* _Set problem_
Return word for word the stretch of the data below, from the line containing "Category: blue eye" through the end of the data.

* _Stored records_
▬▬▬▬▬▬
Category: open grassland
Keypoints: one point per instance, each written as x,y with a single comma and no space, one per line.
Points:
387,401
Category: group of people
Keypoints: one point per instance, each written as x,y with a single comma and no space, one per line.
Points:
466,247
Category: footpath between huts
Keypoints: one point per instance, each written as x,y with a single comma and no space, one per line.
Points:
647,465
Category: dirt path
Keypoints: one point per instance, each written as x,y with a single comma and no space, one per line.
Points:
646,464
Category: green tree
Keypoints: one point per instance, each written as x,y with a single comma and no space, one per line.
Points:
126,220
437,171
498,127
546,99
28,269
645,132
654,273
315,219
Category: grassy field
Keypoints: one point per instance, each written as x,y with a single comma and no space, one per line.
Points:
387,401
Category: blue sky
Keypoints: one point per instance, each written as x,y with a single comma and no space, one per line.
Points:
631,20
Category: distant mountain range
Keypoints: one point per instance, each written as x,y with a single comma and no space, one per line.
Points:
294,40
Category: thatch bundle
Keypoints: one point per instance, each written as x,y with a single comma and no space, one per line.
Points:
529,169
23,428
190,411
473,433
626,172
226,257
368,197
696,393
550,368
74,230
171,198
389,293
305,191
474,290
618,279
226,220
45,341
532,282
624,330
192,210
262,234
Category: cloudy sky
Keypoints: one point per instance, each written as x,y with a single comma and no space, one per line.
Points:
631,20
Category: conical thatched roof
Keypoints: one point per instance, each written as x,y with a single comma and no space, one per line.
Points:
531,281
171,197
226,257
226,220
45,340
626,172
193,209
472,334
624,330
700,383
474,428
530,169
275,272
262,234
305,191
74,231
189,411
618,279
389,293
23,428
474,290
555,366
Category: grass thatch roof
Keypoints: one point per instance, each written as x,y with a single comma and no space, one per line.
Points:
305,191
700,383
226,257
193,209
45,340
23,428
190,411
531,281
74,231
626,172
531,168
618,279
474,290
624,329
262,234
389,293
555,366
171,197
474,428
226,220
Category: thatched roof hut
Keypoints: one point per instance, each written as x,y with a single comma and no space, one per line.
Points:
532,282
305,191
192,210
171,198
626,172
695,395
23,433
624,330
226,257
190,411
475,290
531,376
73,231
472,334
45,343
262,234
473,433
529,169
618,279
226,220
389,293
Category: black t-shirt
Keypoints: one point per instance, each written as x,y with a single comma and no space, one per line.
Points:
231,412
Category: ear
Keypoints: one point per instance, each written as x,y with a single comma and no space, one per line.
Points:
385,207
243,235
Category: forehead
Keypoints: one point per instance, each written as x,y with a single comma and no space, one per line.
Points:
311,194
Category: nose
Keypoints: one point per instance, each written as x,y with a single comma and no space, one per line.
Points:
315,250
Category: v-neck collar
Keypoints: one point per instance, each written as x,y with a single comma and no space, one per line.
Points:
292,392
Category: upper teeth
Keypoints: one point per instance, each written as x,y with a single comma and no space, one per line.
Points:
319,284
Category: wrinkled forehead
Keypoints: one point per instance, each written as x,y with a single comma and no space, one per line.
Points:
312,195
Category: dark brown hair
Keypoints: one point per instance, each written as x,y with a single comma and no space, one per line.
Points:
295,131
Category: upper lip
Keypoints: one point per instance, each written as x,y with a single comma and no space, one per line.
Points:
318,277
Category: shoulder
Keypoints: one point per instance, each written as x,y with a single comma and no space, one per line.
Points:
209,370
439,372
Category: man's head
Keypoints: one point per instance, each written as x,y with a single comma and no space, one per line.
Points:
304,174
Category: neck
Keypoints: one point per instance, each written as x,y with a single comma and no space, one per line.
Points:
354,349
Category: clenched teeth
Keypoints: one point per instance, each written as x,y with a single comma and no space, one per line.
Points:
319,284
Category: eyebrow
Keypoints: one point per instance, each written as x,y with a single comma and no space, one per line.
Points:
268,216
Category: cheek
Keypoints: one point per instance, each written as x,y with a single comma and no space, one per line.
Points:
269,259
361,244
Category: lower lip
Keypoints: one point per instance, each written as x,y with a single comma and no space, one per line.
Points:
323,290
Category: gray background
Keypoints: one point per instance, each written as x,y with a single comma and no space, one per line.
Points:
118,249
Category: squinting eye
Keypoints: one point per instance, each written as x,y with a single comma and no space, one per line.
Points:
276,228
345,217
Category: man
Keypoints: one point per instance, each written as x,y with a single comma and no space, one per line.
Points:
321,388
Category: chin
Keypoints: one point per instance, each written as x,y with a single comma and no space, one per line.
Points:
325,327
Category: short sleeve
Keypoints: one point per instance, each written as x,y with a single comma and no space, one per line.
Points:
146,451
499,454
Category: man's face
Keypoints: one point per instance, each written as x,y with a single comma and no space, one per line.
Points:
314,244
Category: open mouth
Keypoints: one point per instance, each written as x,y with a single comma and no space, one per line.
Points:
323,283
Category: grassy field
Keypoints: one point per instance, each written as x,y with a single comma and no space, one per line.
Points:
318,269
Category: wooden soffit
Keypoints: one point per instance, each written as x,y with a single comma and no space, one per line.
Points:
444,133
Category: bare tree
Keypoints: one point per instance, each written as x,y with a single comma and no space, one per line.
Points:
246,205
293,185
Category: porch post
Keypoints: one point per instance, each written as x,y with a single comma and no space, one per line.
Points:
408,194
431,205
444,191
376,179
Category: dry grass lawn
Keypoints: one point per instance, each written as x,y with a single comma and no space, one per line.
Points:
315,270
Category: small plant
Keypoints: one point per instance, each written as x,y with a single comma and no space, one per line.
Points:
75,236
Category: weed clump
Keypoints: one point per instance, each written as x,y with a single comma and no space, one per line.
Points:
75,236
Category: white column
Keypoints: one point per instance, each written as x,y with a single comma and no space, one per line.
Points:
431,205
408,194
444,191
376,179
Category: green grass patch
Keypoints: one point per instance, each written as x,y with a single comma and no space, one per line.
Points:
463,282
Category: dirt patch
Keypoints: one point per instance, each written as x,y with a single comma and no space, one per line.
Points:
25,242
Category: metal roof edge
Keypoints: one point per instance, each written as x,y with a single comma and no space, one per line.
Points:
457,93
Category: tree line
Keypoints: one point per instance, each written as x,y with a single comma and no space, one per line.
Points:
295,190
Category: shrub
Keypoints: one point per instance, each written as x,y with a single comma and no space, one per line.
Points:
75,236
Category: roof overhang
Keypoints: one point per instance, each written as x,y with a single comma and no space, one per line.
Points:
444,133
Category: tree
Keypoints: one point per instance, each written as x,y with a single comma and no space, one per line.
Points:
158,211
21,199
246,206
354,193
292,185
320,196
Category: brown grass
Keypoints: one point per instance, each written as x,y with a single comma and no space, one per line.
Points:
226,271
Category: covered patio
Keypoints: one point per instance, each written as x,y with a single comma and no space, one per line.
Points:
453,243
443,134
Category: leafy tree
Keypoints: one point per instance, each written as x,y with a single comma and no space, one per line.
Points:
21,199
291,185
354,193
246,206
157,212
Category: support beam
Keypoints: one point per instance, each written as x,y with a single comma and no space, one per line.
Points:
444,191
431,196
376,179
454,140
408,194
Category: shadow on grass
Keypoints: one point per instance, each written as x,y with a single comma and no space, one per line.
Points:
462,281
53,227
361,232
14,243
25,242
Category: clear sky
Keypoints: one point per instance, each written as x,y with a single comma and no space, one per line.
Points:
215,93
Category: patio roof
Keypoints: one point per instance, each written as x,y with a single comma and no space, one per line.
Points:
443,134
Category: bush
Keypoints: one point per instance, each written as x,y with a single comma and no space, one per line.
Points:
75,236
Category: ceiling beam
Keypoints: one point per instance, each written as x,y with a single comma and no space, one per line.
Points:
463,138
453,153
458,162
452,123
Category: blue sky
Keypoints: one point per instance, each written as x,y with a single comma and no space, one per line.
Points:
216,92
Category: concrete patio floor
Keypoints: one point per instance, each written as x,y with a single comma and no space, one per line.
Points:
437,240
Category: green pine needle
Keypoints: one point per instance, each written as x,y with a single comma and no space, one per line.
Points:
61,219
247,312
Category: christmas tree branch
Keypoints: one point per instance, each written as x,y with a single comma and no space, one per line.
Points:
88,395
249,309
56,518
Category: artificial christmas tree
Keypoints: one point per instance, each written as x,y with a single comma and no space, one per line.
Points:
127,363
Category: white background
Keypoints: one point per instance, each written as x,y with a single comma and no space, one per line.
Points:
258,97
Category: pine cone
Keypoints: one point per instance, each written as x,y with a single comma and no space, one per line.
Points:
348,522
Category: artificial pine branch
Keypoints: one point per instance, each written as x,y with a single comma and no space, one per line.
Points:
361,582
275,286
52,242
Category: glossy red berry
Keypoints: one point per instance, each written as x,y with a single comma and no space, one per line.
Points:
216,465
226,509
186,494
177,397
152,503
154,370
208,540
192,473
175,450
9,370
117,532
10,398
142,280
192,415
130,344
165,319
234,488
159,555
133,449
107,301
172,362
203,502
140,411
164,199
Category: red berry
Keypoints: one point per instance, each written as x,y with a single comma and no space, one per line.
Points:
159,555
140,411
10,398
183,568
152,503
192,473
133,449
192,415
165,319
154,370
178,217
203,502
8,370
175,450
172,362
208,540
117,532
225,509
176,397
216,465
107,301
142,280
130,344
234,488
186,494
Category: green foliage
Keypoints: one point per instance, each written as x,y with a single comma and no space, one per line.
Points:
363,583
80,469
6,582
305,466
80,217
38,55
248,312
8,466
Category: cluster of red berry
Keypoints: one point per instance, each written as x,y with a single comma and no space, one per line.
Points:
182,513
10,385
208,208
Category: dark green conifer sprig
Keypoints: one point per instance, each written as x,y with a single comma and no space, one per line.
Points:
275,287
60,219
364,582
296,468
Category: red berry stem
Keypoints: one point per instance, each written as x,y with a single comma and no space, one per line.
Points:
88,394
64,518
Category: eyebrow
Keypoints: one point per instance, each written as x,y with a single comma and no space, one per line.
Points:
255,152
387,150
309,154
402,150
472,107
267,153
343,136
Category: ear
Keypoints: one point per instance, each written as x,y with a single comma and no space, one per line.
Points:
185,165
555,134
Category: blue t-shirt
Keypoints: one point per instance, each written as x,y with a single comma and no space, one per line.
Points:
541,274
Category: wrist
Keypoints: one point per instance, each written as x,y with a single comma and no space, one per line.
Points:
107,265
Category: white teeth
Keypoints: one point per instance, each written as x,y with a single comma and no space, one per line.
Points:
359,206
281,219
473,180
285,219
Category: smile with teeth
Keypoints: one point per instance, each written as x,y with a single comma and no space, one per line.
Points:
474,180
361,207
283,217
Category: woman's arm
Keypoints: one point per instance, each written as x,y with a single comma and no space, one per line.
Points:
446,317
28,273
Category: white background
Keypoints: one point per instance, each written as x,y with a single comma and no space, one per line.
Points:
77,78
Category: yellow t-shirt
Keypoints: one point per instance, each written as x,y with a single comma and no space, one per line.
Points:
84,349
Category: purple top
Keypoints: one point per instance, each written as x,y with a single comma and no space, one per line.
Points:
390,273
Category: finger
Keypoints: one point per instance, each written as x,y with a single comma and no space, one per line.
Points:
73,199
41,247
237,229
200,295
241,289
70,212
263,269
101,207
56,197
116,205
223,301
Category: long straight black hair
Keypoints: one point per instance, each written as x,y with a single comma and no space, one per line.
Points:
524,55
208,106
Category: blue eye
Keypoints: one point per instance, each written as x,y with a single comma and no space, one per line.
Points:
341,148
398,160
▬▬▬▬▬▬
* _Solution to the exercise_
Category: blue eye
Keypoints: one point per instance, each written as x,y with a single comma and no space, one per line.
Points:
341,148
398,160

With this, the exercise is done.